“The emancipation of the working class will only be achieved by the working class itself.” — Karl Marx
Mar 18, 2013
Chavez appeared in Venezuela’s political life in 1992 after a failed coup d’etat. This was his way of responding to the 1989 massacre of working people who had protested insufferable price increases by the social democratic government. After this coup attempt, Chavez was imprisoned.
In Venezuela, for decades, political life meant alternating between the two parties in power, the right and the social democrats. In the 1990s, the degradation of the political system opened a way for Chavez’s movement. When he came out of prison, he launched a “Bolivarian movement” to take part in elections. By evoking Simon Bolivar, the 19th century leader of Venezuelan independence from Spain, he appealed to the nationalist sentiment of the working classes and sought to rally all those who hoped for change. The discredit of the traditional parties did the rest, and in 1999, Chavez was elected president at the head of a movement still finding its direction.

• TASK REQUIREMENTS
Reproduce the passage on Chavez between "In Venezuela, for" and "finding its direction.", inclusive. The entries have nothing to do with the passage on Chavez.

• EXTRACTED INFORMATION
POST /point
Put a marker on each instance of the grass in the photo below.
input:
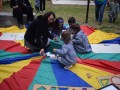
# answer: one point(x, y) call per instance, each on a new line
point(79, 12)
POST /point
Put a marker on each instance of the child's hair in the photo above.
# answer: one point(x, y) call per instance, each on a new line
point(59, 20)
point(76, 27)
point(66, 37)
point(71, 20)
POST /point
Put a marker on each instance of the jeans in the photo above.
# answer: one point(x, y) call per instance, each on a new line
point(99, 11)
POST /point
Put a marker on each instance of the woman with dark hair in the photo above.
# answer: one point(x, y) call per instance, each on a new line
point(37, 35)
point(80, 41)
point(57, 27)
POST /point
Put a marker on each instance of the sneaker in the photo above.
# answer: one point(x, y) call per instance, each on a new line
point(68, 67)
point(44, 11)
point(20, 26)
point(99, 22)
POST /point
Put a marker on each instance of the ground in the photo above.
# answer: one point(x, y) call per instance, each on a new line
point(79, 12)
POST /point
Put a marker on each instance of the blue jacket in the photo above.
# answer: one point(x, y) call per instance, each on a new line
point(80, 43)
point(100, 1)
point(67, 54)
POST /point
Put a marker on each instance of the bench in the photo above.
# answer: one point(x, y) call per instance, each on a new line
point(7, 19)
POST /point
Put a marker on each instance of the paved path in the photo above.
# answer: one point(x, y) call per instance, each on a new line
point(78, 2)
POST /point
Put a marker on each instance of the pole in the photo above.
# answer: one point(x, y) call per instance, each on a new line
point(88, 2)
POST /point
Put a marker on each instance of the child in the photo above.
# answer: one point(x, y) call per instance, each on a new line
point(58, 27)
point(37, 5)
point(80, 41)
point(71, 21)
point(67, 53)
point(113, 11)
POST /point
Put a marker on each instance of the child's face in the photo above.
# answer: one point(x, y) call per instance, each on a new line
point(71, 24)
point(75, 31)
point(115, 1)
point(60, 24)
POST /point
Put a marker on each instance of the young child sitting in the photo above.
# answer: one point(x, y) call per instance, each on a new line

• ANSWER SECTION
In Venezuela, for decades, political life meant alternating between the two parties in power, the right and the social democrats. In the 1990s, the degradation of the political system opened a way for Chavez’s movement. When he came out of prison, he launched a “Bolivarian movement” to take part in elections. By evoking Simon Bolivar, the 19th century leader of Venezuelan independence from Spain, he appealed to the nationalist sentiment of the working classes and sought to rally all those who hoped for change. The discredit of the traditional parties did the rest, and in 1999, Chavez was elected president at the head of a movement still finding its direction.